[Photo labels with bounding boxes]
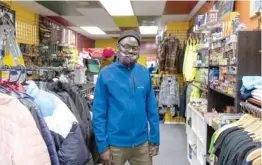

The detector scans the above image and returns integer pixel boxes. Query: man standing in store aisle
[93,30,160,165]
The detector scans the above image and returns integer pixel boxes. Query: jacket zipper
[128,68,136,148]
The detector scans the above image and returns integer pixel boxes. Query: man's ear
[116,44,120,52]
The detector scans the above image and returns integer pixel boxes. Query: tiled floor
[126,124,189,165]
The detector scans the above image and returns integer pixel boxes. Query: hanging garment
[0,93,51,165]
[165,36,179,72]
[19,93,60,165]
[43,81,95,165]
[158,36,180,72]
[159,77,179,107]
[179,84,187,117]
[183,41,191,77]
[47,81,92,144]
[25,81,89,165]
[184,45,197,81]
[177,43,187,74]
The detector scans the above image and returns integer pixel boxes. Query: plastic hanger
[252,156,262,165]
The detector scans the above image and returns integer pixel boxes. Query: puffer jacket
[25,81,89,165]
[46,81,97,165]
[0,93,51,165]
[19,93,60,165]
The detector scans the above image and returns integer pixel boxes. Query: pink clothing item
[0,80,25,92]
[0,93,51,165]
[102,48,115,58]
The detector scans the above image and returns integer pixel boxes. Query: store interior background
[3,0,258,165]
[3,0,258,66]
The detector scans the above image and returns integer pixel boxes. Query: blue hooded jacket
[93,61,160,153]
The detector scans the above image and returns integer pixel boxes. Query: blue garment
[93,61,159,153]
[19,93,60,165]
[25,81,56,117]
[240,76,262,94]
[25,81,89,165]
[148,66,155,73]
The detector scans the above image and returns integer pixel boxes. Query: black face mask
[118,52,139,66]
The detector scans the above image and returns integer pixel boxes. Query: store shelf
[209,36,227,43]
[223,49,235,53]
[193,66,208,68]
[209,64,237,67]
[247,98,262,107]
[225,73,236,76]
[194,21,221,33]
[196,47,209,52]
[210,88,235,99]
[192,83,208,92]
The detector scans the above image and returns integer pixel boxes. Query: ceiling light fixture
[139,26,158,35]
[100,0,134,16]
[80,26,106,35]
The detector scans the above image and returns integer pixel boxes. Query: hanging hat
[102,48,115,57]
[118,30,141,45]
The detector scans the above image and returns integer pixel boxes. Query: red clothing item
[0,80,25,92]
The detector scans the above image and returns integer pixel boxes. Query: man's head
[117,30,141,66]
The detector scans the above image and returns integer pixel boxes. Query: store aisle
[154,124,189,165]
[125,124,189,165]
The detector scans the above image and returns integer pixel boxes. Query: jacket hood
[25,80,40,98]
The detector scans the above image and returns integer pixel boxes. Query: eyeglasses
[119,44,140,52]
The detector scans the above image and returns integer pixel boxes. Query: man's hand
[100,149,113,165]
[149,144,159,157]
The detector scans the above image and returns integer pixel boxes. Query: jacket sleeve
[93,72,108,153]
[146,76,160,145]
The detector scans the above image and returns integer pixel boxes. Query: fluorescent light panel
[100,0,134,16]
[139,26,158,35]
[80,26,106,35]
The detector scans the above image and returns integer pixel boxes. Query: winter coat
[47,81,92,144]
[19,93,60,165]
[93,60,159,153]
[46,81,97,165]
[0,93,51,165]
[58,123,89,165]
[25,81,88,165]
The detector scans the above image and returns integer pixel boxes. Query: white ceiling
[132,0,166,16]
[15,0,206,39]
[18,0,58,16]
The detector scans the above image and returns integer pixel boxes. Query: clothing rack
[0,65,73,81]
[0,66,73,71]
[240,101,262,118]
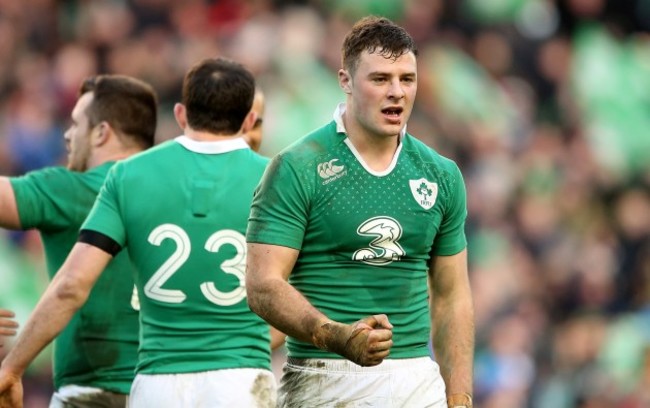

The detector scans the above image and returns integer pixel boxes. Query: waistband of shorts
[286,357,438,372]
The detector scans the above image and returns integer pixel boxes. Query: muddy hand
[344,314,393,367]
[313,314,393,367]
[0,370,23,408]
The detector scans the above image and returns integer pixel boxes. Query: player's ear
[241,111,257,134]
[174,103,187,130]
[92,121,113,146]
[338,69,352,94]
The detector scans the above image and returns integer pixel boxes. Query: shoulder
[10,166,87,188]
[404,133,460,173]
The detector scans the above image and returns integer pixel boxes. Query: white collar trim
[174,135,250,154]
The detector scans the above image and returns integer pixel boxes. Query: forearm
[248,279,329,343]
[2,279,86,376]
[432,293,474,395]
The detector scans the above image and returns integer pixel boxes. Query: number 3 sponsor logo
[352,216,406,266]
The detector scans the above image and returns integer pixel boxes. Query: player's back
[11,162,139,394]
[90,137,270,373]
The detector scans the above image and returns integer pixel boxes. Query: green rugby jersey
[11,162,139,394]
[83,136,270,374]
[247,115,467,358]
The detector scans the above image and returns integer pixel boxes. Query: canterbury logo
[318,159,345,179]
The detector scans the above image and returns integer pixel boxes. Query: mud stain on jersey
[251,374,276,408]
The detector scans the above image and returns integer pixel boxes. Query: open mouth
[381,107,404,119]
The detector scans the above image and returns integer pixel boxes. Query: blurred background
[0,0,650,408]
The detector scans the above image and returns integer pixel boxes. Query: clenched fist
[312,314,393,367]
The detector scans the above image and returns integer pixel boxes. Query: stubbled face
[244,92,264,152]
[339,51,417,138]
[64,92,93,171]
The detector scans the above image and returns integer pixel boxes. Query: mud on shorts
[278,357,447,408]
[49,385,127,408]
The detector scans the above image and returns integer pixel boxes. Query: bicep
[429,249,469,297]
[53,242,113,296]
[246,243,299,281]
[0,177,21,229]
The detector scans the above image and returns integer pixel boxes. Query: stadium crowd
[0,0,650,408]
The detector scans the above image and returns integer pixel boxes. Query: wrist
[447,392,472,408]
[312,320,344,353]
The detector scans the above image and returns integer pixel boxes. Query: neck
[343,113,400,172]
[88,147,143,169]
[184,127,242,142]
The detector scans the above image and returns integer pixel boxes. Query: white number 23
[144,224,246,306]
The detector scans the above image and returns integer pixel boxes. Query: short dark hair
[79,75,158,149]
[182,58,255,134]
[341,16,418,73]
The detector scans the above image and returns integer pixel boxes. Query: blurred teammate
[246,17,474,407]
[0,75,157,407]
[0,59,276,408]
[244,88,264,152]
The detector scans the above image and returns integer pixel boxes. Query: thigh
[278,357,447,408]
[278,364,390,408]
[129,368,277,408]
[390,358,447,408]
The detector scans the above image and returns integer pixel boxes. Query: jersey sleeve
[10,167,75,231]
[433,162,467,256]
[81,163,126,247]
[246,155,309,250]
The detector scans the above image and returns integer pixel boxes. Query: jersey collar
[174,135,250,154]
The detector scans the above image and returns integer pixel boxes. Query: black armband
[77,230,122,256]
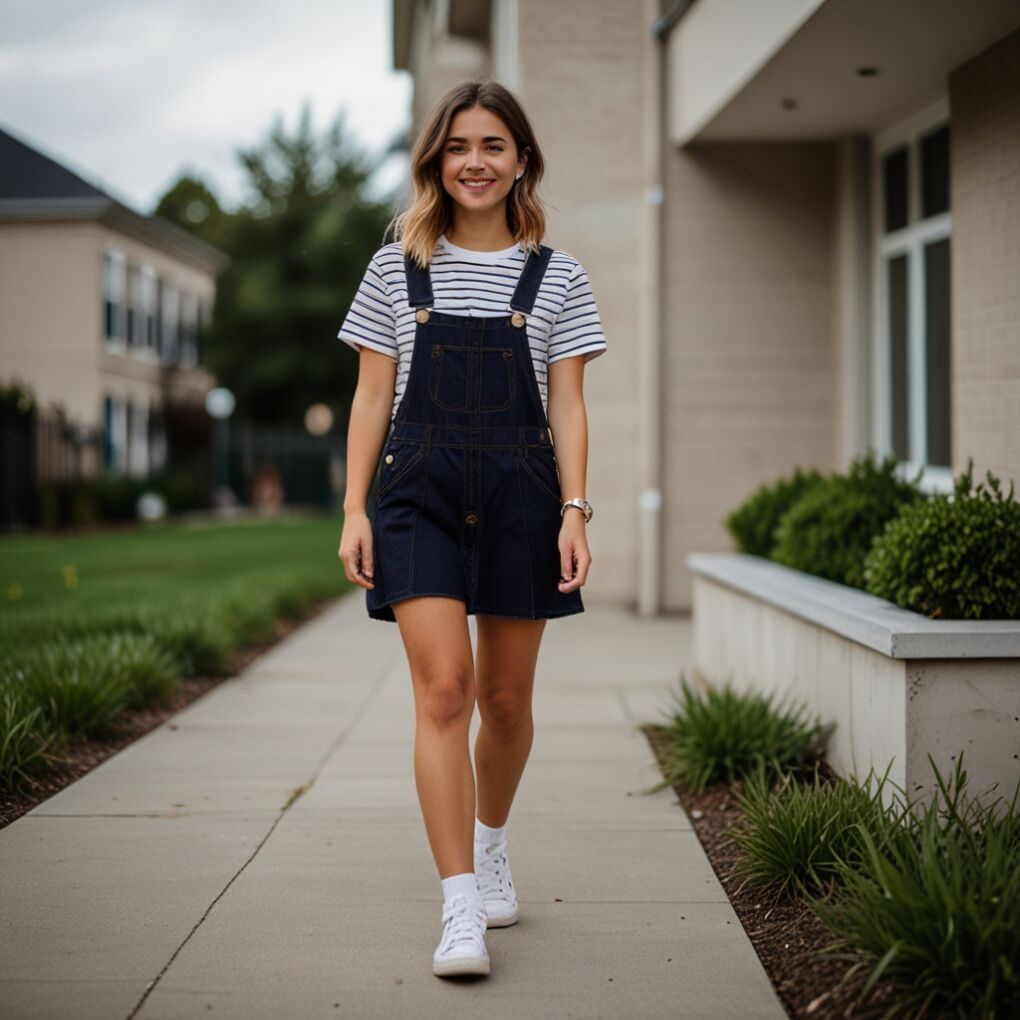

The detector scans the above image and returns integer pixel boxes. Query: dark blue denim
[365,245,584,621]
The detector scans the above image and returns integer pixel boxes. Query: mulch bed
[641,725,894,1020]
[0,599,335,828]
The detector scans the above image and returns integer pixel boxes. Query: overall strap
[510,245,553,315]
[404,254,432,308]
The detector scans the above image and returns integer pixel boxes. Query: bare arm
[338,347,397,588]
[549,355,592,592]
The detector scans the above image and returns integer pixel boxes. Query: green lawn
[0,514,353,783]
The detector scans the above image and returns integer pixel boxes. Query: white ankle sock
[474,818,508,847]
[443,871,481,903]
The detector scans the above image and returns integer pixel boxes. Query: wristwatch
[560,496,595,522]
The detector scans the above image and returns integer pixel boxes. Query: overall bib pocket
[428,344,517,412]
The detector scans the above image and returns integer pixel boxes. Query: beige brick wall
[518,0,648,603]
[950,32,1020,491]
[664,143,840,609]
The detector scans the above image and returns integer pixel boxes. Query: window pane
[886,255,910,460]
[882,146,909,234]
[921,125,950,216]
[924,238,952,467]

...

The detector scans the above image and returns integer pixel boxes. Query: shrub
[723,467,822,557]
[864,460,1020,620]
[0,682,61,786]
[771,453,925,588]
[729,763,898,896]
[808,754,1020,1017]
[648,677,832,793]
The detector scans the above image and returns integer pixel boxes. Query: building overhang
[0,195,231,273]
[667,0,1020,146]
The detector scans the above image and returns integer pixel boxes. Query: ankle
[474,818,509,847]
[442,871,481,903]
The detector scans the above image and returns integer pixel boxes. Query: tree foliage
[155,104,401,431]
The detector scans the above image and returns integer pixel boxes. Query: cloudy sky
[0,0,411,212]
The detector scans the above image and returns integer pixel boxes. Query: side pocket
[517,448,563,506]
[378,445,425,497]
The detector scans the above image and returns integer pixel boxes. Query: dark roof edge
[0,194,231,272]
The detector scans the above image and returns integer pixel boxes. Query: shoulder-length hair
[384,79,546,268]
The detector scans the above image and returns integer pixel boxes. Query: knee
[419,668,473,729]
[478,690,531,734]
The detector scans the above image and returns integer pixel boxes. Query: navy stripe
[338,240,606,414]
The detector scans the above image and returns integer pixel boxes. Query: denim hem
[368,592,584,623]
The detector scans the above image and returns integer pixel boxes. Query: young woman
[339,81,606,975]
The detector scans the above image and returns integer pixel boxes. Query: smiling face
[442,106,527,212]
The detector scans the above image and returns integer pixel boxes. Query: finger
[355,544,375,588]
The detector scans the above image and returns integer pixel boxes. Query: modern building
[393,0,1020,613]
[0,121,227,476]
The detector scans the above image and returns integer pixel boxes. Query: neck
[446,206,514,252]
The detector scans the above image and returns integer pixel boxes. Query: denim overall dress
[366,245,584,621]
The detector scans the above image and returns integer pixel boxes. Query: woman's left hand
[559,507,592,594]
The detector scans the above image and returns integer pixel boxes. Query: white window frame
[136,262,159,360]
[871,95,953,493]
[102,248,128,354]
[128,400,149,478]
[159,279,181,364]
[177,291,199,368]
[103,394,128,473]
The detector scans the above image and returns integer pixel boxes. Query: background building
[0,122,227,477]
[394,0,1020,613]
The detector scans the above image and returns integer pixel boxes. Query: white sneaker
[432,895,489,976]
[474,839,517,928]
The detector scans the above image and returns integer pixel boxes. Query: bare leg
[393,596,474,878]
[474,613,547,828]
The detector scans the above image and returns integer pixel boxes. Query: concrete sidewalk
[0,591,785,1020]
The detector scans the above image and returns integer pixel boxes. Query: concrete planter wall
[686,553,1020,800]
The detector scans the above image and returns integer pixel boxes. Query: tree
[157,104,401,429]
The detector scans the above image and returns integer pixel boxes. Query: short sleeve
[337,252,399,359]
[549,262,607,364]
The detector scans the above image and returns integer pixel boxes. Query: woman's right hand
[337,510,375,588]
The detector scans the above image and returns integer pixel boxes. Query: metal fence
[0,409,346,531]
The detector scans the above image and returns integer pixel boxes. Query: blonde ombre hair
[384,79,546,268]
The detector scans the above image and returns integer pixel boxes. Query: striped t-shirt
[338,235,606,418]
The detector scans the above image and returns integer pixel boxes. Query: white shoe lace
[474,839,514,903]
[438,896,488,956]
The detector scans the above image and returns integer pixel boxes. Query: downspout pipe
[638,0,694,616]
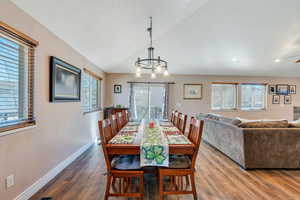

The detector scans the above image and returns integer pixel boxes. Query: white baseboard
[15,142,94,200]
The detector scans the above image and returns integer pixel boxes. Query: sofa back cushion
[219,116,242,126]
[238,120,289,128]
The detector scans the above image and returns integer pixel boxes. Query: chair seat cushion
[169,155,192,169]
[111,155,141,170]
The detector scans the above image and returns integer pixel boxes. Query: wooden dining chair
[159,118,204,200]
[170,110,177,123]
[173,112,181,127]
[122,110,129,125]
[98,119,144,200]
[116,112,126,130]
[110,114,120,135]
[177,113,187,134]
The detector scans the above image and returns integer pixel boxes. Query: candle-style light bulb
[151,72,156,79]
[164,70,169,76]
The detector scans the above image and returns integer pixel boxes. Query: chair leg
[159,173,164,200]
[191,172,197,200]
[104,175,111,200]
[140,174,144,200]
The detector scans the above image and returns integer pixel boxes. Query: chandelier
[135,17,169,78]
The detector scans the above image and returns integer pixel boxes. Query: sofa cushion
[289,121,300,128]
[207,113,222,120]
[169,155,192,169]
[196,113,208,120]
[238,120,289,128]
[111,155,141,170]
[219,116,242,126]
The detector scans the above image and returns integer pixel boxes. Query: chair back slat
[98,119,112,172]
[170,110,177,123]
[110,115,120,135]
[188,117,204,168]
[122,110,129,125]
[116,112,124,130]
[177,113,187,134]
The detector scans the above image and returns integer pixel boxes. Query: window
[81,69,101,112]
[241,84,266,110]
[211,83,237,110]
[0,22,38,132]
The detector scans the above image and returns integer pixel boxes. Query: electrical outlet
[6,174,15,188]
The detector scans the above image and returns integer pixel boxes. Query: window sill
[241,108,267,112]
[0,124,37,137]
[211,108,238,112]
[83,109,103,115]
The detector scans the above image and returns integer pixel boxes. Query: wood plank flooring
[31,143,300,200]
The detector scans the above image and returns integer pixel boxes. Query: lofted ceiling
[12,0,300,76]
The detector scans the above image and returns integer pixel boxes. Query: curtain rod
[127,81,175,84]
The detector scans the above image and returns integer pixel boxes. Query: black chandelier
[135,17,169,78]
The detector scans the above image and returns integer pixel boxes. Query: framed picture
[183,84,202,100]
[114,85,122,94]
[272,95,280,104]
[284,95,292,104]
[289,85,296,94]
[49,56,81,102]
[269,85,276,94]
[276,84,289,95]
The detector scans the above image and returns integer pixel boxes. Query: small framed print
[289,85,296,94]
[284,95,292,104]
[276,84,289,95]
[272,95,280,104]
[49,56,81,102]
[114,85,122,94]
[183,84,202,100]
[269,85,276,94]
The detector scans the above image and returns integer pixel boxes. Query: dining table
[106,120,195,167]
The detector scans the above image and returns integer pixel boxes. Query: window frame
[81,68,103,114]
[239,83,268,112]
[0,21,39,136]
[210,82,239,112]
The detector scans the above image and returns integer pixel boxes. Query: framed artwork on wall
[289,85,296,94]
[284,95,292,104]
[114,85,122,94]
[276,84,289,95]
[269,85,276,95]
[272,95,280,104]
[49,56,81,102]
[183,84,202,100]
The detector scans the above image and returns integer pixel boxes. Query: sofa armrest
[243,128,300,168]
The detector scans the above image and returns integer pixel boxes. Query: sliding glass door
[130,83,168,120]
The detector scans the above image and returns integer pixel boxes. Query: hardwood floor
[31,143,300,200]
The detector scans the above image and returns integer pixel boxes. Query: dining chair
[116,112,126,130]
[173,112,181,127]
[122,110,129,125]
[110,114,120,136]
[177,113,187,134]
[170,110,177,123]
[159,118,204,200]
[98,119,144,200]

* [Directions for this task]:
Copy out the rows verbatim, from the line containing "Query: blurred background" through the line containing "[341,16,418,73]", both lines included.

* [Output of the task]:
The detector scans the above image and returns integer pixel boxes. Query: blurred background
[0,0,650,408]
The detector scans the above image and returns integer pixel boxes. Query: clenched fist
[312,314,393,367]
The detector scans the above image and returns integer pixel boxes. Query: stubbled face
[244,92,264,152]
[339,51,417,138]
[64,92,93,171]
The detector scans the above image and returns integer pixel boxes. Query: mud on shorts
[278,357,447,408]
[49,385,127,408]
The detector scans the above image and returns integer pixel boxes. Query: bicep
[429,249,469,297]
[53,242,113,296]
[246,243,299,281]
[0,177,21,229]
The detector scans the above image and returns integer pixel boxes. Query: stadium crowd
[0,0,650,408]
The detector scans the above image and returns integer pixel boxes. Query: wrist
[447,392,472,408]
[312,320,344,353]
The detector scans the above image and returns integer pixel boxes. Query: neck
[343,113,400,172]
[88,147,143,169]
[184,127,242,142]
The detector scans the above image and returns integer pixel boxes. Query: white number 23
[144,224,246,306]
The detector scans the above image and returns integer pixel boxes. Query: short dark hair
[79,75,158,149]
[182,58,255,134]
[341,16,418,73]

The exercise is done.